→ Your instructions: Copy out the stretch of records from the line containing "Autonomous forklift vision pipeline — detect the downspout" through the line containing "671,74,774,188", with every request line unchanged, including its sample box. In each bounding box coordinate that follows a request, shift the value by adding -105 to it.

→ Provided data:
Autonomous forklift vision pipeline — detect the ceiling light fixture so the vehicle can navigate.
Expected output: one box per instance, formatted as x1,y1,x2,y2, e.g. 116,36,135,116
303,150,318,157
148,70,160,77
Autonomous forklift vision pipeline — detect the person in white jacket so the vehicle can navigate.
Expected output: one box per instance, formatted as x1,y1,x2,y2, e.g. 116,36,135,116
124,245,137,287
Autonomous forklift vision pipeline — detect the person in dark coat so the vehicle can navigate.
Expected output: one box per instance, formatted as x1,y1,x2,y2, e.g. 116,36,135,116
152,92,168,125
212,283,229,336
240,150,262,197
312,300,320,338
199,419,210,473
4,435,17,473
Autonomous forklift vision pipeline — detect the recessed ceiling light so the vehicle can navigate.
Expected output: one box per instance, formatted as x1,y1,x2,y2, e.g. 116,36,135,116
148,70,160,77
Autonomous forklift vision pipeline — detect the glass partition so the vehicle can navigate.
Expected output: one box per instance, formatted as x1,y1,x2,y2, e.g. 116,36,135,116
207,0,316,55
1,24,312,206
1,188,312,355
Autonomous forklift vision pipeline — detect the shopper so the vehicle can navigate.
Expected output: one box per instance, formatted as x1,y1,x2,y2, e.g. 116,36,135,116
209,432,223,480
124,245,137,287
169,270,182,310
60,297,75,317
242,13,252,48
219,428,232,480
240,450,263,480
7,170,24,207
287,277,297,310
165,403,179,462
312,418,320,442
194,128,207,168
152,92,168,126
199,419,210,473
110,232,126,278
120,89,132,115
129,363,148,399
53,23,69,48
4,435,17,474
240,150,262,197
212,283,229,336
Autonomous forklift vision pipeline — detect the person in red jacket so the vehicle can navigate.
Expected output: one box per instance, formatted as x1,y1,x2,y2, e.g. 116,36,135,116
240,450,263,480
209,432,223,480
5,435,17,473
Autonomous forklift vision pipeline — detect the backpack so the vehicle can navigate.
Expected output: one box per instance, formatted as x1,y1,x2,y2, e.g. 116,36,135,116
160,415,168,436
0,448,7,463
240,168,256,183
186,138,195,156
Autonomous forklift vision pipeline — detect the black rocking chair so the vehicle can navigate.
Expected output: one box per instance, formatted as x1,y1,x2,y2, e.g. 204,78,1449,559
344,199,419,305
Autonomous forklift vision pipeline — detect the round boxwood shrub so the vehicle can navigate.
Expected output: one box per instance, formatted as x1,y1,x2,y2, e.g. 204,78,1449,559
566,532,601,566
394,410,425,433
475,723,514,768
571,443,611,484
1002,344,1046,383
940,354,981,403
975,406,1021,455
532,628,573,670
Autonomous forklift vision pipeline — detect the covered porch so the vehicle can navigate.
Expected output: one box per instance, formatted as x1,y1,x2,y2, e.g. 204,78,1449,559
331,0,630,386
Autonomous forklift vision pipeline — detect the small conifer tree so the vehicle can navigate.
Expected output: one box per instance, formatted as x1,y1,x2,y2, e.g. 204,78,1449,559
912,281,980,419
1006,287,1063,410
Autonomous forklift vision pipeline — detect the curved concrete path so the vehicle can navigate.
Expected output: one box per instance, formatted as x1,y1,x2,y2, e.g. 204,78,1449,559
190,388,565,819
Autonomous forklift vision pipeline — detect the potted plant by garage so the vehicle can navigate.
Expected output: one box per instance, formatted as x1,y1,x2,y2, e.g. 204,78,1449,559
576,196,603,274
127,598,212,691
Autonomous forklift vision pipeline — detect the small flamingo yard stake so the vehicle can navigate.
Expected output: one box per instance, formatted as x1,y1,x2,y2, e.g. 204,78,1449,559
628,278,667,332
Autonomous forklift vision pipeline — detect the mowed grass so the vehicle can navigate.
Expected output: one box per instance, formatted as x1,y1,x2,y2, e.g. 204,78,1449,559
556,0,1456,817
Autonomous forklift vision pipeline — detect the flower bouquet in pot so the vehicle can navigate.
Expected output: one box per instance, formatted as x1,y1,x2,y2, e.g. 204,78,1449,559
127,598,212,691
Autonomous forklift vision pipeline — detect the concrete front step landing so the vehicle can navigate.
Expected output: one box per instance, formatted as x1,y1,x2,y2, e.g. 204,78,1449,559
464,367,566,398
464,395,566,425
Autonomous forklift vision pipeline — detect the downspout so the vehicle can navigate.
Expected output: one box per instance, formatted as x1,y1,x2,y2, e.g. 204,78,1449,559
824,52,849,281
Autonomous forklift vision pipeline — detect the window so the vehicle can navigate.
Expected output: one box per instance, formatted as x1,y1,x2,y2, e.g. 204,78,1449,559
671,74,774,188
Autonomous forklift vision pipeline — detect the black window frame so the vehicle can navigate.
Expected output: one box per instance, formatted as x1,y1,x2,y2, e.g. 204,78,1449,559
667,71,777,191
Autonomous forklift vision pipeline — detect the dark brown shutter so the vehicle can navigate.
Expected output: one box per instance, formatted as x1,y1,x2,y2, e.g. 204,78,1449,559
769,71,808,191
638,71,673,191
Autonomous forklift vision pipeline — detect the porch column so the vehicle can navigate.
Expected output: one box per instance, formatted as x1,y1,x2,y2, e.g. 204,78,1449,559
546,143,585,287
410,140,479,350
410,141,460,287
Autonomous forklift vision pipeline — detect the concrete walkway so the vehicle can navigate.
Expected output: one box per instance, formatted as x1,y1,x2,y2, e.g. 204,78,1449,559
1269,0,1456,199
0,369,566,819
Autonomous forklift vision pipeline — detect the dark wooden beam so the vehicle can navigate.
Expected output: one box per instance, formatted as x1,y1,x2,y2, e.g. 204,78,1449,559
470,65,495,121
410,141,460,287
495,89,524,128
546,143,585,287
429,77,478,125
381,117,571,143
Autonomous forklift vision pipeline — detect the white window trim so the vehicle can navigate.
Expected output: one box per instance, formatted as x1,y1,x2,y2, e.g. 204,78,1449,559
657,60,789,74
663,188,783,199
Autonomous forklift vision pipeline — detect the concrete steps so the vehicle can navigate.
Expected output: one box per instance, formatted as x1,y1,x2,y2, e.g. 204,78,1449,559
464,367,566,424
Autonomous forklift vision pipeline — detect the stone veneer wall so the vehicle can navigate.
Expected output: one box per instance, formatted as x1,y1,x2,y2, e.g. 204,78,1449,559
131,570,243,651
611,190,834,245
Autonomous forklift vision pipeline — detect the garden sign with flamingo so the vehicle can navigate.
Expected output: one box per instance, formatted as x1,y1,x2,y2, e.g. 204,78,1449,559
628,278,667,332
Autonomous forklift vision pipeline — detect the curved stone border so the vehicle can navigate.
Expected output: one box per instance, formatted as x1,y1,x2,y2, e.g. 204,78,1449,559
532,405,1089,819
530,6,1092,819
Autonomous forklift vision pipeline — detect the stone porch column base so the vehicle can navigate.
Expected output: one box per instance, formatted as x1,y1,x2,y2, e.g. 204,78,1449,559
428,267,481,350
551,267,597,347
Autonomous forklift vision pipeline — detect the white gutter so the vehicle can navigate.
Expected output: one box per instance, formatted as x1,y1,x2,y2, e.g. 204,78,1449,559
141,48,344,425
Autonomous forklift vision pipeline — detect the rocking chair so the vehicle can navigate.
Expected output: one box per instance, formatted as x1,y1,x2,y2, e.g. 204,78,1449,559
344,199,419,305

→ Written answer:
Autonomous forklift vision pipeline — detect the downspout so the vehicle can navigate.
Expected output: one box per instance, formatted as x1,y1,x2,y2, e.g. 204,78,1449,559
719,-53,744,176
Autonomous forklift vision pipeline — detect the window so the vehicle can navigate.
Expected output: one box per instance, formatted as x1,y1,x2,y2, e.g. 204,78,1449,559
566,-31,669,83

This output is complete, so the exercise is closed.